◆ Records for this exercise:
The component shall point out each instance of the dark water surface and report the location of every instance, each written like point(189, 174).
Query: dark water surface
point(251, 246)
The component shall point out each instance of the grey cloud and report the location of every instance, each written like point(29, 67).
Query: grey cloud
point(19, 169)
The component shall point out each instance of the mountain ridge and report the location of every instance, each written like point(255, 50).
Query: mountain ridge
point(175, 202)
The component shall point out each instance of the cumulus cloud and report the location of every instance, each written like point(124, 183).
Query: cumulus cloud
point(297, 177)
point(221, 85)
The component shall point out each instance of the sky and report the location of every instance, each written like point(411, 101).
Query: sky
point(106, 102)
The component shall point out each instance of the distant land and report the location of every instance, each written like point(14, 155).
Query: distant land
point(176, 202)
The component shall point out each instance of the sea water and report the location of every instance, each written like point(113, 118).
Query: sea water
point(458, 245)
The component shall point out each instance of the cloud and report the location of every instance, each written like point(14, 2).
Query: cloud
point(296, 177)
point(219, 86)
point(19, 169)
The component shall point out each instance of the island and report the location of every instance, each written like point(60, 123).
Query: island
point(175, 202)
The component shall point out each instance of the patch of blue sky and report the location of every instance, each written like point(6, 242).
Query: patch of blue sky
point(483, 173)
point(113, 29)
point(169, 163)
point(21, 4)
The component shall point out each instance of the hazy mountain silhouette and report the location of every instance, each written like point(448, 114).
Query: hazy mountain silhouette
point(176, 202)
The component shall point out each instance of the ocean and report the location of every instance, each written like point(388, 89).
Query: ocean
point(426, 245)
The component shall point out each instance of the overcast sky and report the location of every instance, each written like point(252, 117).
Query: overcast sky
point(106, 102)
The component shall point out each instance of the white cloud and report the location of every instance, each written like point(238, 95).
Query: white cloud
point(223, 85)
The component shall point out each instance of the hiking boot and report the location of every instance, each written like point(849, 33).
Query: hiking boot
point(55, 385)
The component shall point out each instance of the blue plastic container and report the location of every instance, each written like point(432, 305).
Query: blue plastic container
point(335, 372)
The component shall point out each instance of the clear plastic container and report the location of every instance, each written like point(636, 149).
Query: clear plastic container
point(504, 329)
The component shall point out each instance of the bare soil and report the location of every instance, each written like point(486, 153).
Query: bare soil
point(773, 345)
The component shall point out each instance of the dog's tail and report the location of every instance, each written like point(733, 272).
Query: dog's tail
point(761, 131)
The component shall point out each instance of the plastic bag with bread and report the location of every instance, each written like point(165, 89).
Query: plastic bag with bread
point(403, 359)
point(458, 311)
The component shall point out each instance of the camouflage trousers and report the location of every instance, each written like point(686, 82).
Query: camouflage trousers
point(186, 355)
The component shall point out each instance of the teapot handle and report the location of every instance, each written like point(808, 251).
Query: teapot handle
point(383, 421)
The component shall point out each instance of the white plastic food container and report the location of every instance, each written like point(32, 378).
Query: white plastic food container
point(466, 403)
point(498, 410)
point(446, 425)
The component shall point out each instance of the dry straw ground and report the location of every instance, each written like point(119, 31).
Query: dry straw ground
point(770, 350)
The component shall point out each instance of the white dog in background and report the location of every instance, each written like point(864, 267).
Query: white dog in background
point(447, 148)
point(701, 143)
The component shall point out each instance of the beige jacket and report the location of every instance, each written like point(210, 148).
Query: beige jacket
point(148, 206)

...

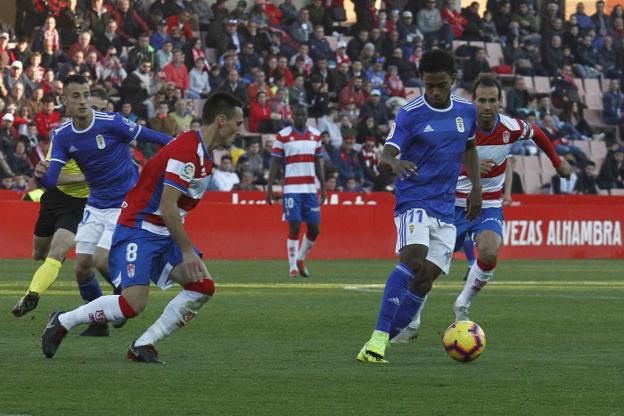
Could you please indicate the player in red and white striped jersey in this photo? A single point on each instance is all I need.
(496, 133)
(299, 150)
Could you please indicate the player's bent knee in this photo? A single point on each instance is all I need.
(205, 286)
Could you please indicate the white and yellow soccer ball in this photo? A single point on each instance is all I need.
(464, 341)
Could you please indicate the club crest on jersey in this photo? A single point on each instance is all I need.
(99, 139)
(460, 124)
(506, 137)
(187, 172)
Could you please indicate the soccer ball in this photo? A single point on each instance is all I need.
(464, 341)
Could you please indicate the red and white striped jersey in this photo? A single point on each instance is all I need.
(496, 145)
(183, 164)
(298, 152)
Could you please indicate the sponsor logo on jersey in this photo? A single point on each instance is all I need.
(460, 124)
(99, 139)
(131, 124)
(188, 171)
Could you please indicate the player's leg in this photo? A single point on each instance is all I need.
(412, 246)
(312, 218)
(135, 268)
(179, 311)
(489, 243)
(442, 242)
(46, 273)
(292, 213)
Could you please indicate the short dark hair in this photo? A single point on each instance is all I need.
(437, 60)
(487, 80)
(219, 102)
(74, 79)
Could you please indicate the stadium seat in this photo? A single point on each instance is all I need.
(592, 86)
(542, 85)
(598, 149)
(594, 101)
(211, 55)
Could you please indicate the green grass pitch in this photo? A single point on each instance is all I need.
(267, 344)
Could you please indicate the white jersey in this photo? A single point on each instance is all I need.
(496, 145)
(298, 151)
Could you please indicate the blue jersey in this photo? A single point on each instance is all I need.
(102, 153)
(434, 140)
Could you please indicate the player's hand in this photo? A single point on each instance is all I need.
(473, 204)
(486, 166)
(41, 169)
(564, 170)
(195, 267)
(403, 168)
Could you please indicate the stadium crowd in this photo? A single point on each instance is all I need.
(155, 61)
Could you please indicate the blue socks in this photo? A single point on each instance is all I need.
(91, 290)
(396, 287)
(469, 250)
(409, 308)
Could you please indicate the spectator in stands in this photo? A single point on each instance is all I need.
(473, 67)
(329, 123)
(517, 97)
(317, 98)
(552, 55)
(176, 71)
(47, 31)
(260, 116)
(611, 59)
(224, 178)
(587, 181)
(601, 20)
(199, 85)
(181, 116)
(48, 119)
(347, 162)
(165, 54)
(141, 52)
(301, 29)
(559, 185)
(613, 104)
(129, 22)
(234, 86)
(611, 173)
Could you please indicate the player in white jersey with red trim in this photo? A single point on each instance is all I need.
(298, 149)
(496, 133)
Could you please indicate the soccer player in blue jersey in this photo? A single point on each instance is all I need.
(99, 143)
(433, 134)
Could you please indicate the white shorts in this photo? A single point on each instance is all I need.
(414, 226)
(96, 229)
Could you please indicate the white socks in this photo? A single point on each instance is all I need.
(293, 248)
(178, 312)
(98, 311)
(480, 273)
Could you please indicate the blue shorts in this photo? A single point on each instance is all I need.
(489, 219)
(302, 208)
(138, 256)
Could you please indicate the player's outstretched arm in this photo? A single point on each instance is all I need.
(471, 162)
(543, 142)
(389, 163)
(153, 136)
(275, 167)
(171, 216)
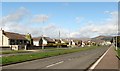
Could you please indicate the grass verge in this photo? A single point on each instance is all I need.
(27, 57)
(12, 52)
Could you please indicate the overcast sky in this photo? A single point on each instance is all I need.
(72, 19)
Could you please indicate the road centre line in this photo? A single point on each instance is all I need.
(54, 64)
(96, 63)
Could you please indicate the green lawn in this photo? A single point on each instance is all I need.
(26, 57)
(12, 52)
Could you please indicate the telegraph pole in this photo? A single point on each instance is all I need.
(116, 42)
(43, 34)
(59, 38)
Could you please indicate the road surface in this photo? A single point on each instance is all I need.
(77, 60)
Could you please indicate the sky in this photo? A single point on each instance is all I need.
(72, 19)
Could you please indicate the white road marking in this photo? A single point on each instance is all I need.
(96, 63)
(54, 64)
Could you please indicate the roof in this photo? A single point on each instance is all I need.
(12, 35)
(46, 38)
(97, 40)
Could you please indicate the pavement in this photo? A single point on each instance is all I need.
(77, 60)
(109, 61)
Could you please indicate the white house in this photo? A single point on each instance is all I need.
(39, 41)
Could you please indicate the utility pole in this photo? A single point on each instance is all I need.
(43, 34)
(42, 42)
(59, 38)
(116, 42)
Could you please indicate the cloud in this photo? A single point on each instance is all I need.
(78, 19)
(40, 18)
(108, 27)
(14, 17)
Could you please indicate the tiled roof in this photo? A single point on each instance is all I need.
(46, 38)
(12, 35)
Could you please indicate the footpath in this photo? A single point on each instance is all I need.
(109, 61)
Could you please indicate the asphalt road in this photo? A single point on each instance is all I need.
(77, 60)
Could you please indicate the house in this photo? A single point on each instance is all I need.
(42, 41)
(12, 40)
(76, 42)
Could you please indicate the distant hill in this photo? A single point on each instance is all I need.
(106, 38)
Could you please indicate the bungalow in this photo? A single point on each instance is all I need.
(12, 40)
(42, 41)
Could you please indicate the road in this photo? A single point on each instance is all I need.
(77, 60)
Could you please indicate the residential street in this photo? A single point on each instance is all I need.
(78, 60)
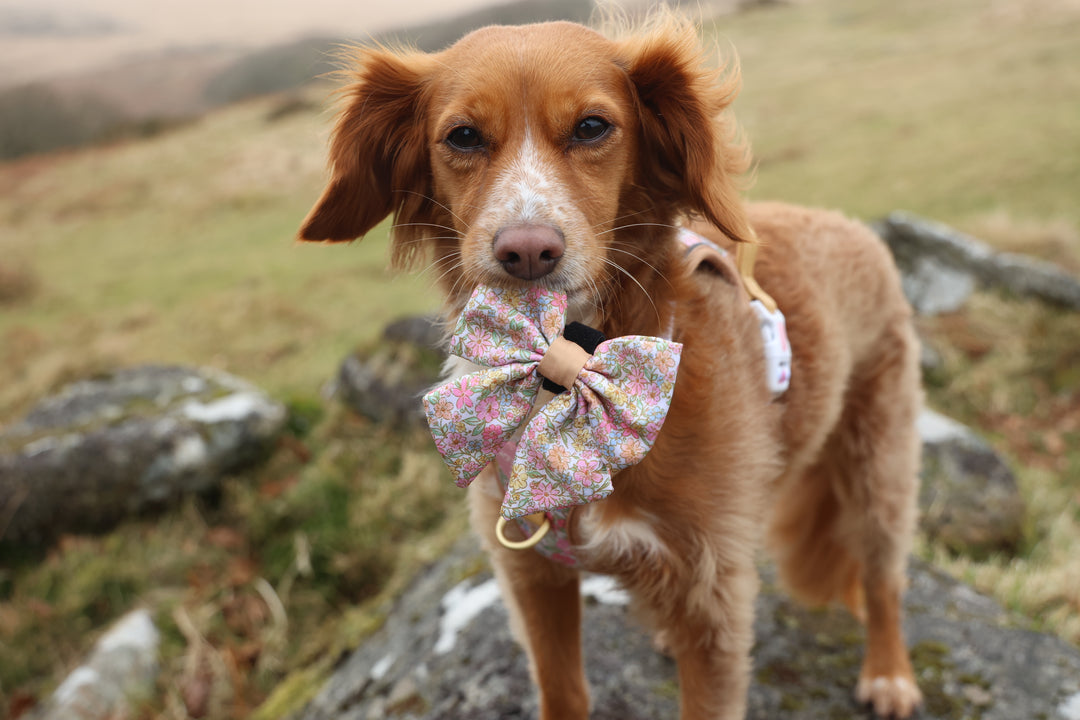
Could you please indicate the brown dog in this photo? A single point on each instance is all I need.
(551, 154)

* * *

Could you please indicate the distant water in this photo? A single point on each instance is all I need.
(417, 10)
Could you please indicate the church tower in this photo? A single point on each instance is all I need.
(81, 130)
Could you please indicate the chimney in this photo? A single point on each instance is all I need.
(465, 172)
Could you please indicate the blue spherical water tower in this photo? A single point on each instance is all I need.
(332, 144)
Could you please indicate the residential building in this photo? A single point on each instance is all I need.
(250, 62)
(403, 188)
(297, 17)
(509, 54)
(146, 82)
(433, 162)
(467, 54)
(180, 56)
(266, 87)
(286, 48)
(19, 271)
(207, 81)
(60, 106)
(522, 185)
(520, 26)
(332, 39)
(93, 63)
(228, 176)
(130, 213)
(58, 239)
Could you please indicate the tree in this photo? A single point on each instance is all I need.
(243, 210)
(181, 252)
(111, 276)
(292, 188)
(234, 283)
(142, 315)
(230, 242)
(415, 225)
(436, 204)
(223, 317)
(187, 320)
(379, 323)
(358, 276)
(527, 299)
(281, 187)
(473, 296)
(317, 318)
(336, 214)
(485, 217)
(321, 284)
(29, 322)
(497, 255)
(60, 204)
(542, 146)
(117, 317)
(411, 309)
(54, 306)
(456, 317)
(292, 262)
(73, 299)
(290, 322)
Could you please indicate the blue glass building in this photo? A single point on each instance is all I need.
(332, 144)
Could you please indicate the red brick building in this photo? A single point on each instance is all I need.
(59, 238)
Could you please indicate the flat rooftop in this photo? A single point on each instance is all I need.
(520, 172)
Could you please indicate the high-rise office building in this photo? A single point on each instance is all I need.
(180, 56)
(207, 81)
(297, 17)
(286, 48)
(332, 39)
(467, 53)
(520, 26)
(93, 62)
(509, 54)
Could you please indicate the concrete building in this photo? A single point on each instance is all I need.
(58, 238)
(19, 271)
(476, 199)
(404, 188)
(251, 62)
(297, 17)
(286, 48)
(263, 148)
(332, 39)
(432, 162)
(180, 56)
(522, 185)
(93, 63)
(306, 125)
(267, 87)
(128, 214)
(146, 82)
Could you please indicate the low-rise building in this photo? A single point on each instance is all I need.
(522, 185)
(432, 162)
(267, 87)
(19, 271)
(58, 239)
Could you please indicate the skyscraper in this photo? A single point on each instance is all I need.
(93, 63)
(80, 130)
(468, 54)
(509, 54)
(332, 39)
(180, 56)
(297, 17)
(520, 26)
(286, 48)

◆ Challenge: Can you change "dark water surface" to "still water surface" in the listing lines from the line with "The component shall point out each instance of the dark" up to and including the line with "point(251, 246)", and give back only those lines with everything else left as it is?

◆ Task response:
The component shall point out each instance of the still water surface and report the location of every instance, each written like point(189, 174).
Query: still water surface
point(251, 246)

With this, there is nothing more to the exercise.